- _EXERCISE PROMPT_
Your task is to copy every line of the records below that contains "instance".

- _DATA_
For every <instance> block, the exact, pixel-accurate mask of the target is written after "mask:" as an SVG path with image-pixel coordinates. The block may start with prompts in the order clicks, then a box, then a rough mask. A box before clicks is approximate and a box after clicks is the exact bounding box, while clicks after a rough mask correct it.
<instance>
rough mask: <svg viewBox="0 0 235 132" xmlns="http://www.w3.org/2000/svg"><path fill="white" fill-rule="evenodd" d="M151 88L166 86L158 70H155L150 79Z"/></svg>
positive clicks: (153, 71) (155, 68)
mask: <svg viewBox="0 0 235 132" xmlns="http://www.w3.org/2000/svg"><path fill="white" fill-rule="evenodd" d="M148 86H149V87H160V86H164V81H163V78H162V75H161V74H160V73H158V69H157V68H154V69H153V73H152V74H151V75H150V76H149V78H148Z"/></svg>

- _TASK OUTPUT_
For every <instance> block, the exact, pixel-accurate mask of the target is written after "mask:" as an SVG path with image-pixel coordinates. The block may start with prompts in the order clicks, then a box, then a rough mask. A box before clicks is approximate and a box after clicks is the exact bounding box, while clicks after a rough mask correct it.
<instance>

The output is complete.